• Written instruction:
Copy out the records below, from the line containing "Q: Pick out each instance of the leaf" through the end of the records, including both of those lines.

## start Provided data

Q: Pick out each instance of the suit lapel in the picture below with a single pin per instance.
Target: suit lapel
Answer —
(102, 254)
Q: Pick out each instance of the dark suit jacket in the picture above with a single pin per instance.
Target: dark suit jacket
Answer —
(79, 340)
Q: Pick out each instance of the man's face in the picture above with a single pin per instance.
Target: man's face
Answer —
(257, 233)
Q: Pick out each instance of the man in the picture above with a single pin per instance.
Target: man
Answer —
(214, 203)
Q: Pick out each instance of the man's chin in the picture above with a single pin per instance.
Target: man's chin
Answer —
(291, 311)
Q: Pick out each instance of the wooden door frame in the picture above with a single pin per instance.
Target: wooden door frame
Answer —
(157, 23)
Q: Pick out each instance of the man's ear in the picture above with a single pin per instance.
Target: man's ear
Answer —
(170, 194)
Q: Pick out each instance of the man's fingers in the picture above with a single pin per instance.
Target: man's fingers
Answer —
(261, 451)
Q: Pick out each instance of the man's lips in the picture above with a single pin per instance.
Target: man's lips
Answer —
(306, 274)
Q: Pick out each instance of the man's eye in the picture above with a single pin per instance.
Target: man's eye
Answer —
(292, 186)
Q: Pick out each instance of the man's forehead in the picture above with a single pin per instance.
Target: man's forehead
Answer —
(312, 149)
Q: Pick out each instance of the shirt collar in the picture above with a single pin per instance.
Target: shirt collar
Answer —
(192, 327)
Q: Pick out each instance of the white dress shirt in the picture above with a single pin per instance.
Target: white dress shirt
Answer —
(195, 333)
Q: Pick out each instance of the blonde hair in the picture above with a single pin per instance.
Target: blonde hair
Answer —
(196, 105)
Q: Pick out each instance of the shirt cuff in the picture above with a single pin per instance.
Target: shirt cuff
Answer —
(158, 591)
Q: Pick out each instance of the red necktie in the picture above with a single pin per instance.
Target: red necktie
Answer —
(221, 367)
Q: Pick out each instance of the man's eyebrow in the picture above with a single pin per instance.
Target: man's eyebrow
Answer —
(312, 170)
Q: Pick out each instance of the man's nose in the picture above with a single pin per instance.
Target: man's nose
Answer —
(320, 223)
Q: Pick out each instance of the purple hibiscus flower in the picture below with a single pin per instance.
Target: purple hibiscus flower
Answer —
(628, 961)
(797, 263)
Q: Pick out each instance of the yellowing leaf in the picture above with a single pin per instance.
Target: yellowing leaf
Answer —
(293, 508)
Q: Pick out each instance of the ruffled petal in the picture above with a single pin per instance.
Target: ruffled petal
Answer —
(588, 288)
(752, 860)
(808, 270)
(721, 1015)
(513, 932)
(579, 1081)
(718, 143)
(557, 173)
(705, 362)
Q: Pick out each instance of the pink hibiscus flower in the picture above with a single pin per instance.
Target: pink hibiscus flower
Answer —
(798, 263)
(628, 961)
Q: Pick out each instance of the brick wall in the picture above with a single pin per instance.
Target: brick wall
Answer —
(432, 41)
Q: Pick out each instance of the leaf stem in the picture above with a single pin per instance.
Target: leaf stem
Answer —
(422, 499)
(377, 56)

## end Provided data

• Solution to this exercise:
Q: Pick out each instance of the leaf stem in the picture above with a single pin per instance.
Target: leaf stem
Answer —
(422, 499)
(377, 56)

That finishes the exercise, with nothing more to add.